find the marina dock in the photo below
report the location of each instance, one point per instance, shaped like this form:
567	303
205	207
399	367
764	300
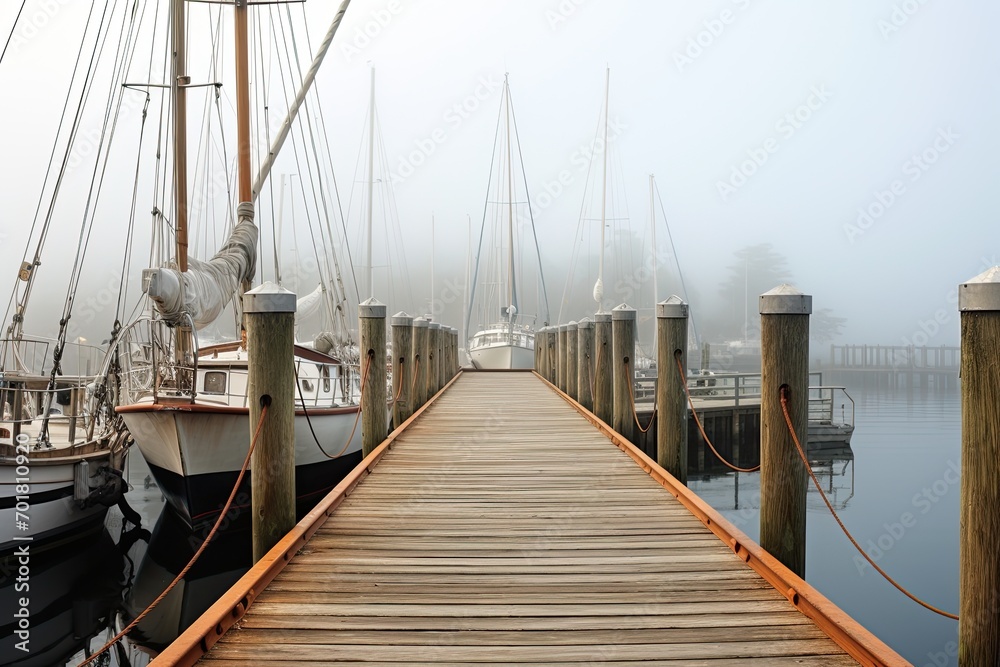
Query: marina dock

--

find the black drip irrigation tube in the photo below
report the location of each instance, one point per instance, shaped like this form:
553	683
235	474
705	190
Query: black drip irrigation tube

* * *

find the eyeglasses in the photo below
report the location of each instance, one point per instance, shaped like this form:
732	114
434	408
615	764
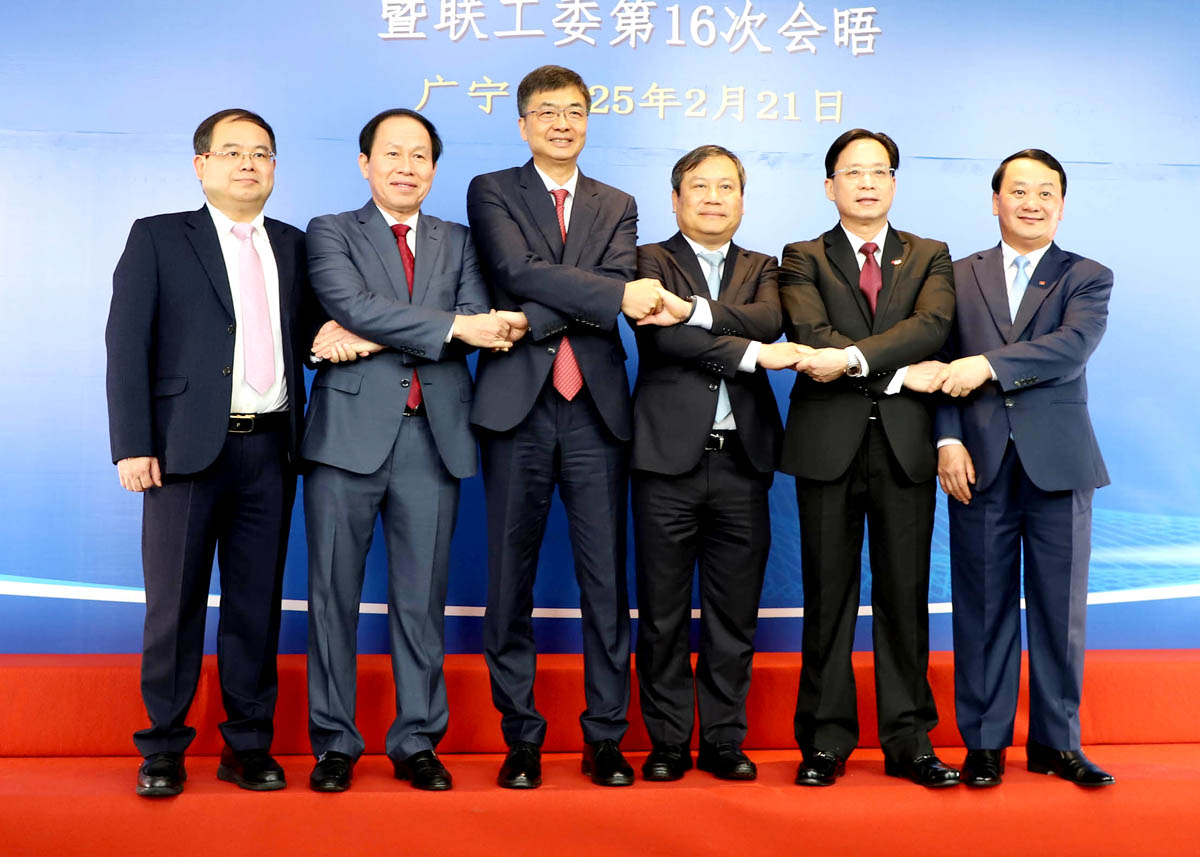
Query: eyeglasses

### REQUIRED WORK
Copy out word for word the part of the entries that opens with the line containing "find the marina dock in the photo below" and closes with the line containing "Query: marina dock", both of those lines included. Leave the picture out of your copy.

### SOLUTION TO THE PROBLEM
find the marina dock in the photo below
report the location of each instance, one point per instance, shaped like this form:
567	303
205	207
399	367
764	300
Query: marina dock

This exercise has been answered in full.